--- Information ---
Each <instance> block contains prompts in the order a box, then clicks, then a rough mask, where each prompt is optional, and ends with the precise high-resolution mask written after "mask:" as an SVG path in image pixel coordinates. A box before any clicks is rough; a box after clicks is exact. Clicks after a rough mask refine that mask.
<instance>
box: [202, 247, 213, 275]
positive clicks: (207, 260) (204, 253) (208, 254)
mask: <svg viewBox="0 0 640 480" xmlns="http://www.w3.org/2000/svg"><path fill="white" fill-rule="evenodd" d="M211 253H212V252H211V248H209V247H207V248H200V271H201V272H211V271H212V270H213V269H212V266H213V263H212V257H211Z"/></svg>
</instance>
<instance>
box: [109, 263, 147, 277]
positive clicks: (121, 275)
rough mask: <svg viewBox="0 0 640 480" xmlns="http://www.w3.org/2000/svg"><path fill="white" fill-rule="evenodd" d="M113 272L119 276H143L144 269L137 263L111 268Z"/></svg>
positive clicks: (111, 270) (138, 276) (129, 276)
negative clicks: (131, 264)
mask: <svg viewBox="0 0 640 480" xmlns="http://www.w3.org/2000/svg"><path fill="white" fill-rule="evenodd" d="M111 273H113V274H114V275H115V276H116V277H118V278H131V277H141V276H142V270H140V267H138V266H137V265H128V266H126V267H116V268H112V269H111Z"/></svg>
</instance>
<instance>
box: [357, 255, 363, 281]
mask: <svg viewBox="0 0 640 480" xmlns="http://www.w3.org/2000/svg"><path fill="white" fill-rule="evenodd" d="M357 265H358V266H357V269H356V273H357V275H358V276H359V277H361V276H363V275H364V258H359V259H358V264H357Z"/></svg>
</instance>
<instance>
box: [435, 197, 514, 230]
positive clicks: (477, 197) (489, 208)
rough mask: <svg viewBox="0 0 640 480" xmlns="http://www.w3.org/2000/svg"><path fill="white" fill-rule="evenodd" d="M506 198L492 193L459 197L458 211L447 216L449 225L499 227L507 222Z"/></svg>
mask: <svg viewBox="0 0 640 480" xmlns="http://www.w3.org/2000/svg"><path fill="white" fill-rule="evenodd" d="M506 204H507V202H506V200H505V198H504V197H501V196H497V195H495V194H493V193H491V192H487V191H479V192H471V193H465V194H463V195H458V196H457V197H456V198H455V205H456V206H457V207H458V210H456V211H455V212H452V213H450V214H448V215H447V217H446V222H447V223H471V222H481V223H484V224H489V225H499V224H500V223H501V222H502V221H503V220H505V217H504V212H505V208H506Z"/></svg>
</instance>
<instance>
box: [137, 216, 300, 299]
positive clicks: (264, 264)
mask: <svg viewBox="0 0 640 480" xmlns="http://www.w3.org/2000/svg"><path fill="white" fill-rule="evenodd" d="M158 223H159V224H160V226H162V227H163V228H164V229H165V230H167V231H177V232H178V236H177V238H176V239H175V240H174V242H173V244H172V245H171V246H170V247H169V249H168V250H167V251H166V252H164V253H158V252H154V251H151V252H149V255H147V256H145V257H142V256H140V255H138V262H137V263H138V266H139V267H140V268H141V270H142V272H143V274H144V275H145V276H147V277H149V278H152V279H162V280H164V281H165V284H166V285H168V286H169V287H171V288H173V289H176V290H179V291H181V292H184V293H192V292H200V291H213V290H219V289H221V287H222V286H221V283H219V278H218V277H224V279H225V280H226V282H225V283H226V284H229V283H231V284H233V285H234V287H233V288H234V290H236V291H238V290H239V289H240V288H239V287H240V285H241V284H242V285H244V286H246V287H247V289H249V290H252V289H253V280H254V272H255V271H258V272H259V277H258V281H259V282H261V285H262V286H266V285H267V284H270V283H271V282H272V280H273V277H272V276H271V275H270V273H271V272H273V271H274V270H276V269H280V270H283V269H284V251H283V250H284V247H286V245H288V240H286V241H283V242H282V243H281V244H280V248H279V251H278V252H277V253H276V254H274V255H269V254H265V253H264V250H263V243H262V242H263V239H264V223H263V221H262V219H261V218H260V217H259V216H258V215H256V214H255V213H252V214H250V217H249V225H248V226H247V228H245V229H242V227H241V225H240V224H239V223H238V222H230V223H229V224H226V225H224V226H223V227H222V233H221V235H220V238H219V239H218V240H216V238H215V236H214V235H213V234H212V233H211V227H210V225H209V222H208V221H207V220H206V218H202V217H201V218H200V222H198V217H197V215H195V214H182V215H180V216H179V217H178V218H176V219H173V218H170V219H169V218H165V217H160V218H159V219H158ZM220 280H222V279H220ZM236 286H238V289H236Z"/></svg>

--- What to produce ---
Within the listing above, locate the line containing "positive clicks: (207, 260)" and the line containing "positive clicks: (477, 197) (489, 208)". Reproduce those two lines and all lines between them exactly, with nothing added.

--- The completed task ---
positive clicks: (207, 260) (204, 253) (208, 254)
mask: <svg viewBox="0 0 640 480" xmlns="http://www.w3.org/2000/svg"><path fill="white" fill-rule="evenodd" d="M211 253H212V252H211V248H209V247H207V248H200V271H201V272H211V271H212V270H213V269H212V266H213V263H212V257H211Z"/></svg>
</instance>
<instance>
box: [109, 263, 147, 277]
positive clicks: (121, 275)
rough mask: <svg viewBox="0 0 640 480" xmlns="http://www.w3.org/2000/svg"><path fill="white" fill-rule="evenodd" d="M113 272L119 276H143L144 269L137 263L111 268Z"/></svg>
positive clicks: (111, 270) (138, 276) (129, 276)
negative clicks: (131, 264)
mask: <svg viewBox="0 0 640 480" xmlns="http://www.w3.org/2000/svg"><path fill="white" fill-rule="evenodd" d="M111 273H113V274H114V275H115V276H116V277H118V278H131V277H141V276H142V270H140V267H138V266H137V265H128V266H126V267H116V268H112V269H111Z"/></svg>
</instance>
<instance>
box: [357, 255, 363, 281]
mask: <svg viewBox="0 0 640 480" xmlns="http://www.w3.org/2000/svg"><path fill="white" fill-rule="evenodd" d="M357 265H358V266H357V269H356V273H357V275H358V276H359V277H361V276H363V275H364V258H359V259H358V264H357Z"/></svg>
</instance>
<instance>
box: [435, 197, 514, 230]
positive clicks: (477, 197) (489, 208)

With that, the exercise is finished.